§ **DATA FOR ANALYSIS**:

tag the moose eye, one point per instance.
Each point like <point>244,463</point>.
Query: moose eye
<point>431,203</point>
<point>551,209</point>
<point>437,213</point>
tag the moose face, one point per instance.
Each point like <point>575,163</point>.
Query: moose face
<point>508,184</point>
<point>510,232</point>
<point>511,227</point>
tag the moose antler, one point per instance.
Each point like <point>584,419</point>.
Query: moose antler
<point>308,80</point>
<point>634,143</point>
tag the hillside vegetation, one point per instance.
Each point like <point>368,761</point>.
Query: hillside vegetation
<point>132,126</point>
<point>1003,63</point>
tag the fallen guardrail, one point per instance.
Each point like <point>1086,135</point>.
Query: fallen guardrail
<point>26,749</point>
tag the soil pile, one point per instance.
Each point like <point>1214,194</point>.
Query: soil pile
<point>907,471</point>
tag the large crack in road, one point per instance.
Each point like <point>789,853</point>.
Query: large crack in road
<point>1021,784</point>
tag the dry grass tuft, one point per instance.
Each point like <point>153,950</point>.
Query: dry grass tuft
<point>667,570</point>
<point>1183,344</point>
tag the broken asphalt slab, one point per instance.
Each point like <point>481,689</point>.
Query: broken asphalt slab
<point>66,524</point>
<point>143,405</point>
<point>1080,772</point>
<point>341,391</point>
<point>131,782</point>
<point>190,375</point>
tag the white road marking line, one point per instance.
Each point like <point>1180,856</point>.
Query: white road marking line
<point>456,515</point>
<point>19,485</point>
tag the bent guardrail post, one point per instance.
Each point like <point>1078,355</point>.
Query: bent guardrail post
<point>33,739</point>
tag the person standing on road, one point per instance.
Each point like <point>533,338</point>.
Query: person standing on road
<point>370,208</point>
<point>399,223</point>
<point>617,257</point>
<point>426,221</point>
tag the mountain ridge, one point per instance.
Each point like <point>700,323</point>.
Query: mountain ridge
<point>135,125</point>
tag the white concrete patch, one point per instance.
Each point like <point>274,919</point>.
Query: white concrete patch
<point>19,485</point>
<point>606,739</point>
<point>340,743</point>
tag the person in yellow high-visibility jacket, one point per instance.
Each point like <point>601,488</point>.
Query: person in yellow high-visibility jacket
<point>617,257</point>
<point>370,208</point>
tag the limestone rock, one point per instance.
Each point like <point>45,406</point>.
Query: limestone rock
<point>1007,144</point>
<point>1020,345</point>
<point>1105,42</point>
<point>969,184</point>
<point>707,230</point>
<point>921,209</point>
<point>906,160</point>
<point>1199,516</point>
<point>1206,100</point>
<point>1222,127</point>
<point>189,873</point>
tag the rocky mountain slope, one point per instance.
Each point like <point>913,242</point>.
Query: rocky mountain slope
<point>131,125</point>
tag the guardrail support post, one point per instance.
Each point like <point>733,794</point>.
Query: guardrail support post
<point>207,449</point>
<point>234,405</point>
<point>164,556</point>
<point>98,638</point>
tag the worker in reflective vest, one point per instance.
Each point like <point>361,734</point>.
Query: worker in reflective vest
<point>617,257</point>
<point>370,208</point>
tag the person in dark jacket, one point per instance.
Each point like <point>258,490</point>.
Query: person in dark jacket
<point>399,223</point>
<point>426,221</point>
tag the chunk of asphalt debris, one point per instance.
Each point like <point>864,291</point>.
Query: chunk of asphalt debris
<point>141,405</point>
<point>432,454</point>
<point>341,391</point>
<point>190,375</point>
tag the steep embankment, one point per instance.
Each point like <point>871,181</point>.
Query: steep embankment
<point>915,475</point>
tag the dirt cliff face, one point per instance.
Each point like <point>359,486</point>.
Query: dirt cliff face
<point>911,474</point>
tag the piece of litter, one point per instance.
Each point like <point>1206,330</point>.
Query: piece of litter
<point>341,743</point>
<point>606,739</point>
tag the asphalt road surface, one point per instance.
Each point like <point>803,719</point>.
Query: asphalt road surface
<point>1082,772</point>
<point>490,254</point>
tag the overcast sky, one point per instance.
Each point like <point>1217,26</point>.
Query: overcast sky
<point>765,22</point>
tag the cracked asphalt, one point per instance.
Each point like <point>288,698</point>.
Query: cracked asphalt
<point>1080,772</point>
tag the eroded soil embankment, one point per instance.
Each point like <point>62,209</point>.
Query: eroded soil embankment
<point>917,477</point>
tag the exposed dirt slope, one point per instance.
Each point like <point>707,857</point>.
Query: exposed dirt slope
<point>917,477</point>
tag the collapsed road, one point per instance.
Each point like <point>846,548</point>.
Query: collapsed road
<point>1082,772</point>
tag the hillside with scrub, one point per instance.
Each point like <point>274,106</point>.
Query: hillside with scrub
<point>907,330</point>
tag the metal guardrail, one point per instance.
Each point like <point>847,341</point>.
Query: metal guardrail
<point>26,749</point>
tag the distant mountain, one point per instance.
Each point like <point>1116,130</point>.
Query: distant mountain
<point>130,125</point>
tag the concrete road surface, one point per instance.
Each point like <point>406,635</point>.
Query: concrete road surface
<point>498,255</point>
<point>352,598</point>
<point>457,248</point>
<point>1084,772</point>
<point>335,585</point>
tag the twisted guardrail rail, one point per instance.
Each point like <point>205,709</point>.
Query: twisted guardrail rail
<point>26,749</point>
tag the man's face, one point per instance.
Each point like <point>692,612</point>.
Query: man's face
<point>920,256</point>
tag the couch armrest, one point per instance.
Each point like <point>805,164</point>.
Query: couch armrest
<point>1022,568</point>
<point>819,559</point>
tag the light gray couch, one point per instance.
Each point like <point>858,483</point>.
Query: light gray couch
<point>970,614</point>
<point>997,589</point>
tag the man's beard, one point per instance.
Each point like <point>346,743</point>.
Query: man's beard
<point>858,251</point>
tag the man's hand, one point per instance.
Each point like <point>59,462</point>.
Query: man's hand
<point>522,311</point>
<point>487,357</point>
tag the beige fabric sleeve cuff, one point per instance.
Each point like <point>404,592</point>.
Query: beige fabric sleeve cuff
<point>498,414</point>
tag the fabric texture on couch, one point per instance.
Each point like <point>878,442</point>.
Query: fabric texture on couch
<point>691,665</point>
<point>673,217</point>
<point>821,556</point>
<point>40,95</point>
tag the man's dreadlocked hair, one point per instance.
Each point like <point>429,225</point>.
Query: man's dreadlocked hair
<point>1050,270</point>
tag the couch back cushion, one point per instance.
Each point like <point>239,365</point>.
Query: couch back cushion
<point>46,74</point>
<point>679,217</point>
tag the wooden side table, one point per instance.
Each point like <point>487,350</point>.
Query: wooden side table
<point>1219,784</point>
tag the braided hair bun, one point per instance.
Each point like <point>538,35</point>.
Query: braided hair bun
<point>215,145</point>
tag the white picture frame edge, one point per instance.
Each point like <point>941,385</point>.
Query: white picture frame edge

§ **ASSIGNMENT**:
Reprint exactly the lines above that start at the one with "Query: couch armrest" and end at the one with "tag the beige", keeping both and adding none.

§ **WRITTEN RESPONSE**:
Query: couch armrest
<point>1022,568</point>
<point>819,559</point>
tag the light gray couch, one point per instance.
Each point like <point>858,483</point>.
Query: light gray couch
<point>970,614</point>
<point>997,589</point>
tag the man's beard, one point per instance.
Each point like <point>346,743</point>.
Query: man's beard
<point>858,251</point>
tag the man's hand, one point per instance.
Each point like <point>59,462</point>.
Query: man's hand
<point>522,311</point>
<point>487,357</point>
tag the beige fabric sleeve cuff, one point per instance.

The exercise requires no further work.